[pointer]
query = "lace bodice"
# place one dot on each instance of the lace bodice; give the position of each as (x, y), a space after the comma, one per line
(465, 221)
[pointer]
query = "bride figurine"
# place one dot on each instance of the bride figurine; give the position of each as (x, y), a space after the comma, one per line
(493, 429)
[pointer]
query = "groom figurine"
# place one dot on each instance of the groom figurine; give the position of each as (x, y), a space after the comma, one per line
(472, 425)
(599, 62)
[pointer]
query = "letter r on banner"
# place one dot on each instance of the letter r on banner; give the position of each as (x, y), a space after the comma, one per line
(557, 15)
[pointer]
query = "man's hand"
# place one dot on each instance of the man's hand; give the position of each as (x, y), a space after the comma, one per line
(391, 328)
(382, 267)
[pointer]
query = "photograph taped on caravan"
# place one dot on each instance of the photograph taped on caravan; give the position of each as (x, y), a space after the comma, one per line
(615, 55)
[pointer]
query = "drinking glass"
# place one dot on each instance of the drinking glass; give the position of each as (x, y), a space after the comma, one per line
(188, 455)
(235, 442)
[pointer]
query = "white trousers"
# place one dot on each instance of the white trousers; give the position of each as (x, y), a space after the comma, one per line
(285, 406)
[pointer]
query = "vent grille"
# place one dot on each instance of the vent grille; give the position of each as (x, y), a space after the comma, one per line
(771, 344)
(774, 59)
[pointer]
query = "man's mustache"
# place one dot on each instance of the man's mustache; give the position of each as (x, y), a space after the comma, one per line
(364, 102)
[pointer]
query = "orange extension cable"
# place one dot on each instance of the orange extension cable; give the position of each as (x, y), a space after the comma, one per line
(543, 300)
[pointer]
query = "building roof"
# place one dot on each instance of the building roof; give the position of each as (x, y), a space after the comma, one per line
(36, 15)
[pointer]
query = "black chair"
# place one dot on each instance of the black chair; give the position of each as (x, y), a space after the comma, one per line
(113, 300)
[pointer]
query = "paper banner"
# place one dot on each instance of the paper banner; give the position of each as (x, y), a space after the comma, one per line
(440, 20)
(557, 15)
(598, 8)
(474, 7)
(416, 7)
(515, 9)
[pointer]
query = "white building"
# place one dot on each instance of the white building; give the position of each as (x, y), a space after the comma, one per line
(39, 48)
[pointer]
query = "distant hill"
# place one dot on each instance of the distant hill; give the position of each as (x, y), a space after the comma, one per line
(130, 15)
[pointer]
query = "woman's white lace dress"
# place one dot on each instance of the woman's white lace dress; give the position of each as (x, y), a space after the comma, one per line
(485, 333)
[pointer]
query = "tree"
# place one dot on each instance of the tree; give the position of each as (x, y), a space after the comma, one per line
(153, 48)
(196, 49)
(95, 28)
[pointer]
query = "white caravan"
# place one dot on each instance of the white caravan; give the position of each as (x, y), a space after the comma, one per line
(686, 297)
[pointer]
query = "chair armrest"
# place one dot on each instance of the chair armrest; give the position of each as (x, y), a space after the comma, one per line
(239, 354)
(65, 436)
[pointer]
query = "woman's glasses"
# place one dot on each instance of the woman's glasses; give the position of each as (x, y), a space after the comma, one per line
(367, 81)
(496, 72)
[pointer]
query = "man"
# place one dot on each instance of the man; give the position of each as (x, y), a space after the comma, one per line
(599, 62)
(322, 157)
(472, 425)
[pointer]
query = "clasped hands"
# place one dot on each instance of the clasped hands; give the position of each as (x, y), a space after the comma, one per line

Set problem:
Repeat the lines above exactly.

Result of the task:
[pointer]
query = "lace bodice"
# place one dot on each instance of the lace bodice; give the position of each as (x, y), a space after the comma, one per line
(465, 221)
[pointer]
query = "bride figurine"
# place one dot on each instance of the bride figurine; give the position of each as (x, y), a space after the comma, one per line
(493, 429)
[pointer]
query = "groom figurine"
# place one dot on each instance of the groom figurine; give the position of each as (x, y), a space after the comma, one per line
(472, 425)
(599, 62)
[pointer]
query = "letter r on banner"
# place one dot on each instance of the letter r on banner; give the position of each as (x, y), a space after the comma, one per line
(557, 15)
[pointer]
query = "man's hand"
# place one dot on each instance of the man's hand; give the position of each as (x, y), a space after the comma, one per line
(391, 328)
(382, 267)
[pointer]
query = "photograph taped on caravan"
# place one dot on each instance of the photograph taped on caravan; give the position of each as (x, y), a space after the comma, one per line
(615, 55)
[pointer]
query = "drinking glass"
# place one dot on each instance of the drinking glass; give the position of each as (x, y), a space after the comma, one per line
(188, 455)
(235, 442)
[pointer]
query = "white trousers"
# place one dot on each instance of the white trousers; give the position of each as (x, y), a space after the comma, one per line
(285, 406)
[pointer]
query = "vent grille"
# place one dot on each instance of the vent grille; give the position of each as (x, y), a space after the comma, one per line
(771, 344)
(774, 59)
[pointer]
query = "man's mustache"
# place one dot on each instance of the man's mustache; give the position of each as (x, y), a space after the comma, one per line
(364, 102)
[pointer]
query = "orange extension cable"
# place one dot on each instance of the orange extension cable; give the position of each as (x, y), a space after the comma, one per line
(543, 300)
[pointer]
query = "building roof"
# place one dot on each instance of the building roof; give the position of each as (x, y), a space after the comma, one per line
(36, 15)
[pointer]
query = "black chair"
# place one dot on each instance of the black chair; give the position of each as (x, y), a space after the comma, one per line
(113, 300)
[pointer]
query = "paper banner"
# place one dot on each instance of the paper banner; give the position of each as (x, y), a space after the comma, one per line
(440, 20)
(557, 15)
(598, 8)
(474, 7)
(416, 7)
(515, 9)
[pointer]
query = "white building"
# place one dot on each instance of the white building; give the position of each as (x, y), a space after the comma, one per line
(39, 48)
[pointer]
query = "distant hill"
# place one dot on each instance of the distant hill; give the position of each as (x, y), a space after the comma, one per line
(130, 15)
[pointer]
query = "woman's white lace dress"
# place one dot on each instance of the woman's white lace dress; give the position of each as (x, y), a space after the comma, one per line
(485, 333)
[pointer]
query = "tree"
# place one dot on each instance of the tree; give the position of each as (x, y), a space after the comma, one per line
(153, 48)
(196, 49)
(95, 28)
[pointer]
query = "white caravan"
# place one dot on each instance of the white caravan; give the position of each as (x, y), a space after the comma, one per line
(686, 297)
[pointer]
query = "chair armrest"
# place one dot on each instance of the chair armrest; give the position of each as (x, y), a space after the comma, one per line
(239, 354)
(65, 436)
[pointer]
query = "woman's glasses"
# place one dot on each instance of the woman's glasses; give the position of each as (x, y), a space after the comma, one per line
(367, 81)
(496, 72)
[pointer]
query = "man"
# place one dot on each instance of the man; give the position of each as (x, y), a space after the comma, one per line
(599, 62)
(322, 157)
(472, 425)
[pointer]
query = "clasped hands"
# place one dot on each instance of the clasped hands; give the position of each as (x, y), a space after the comma, one per line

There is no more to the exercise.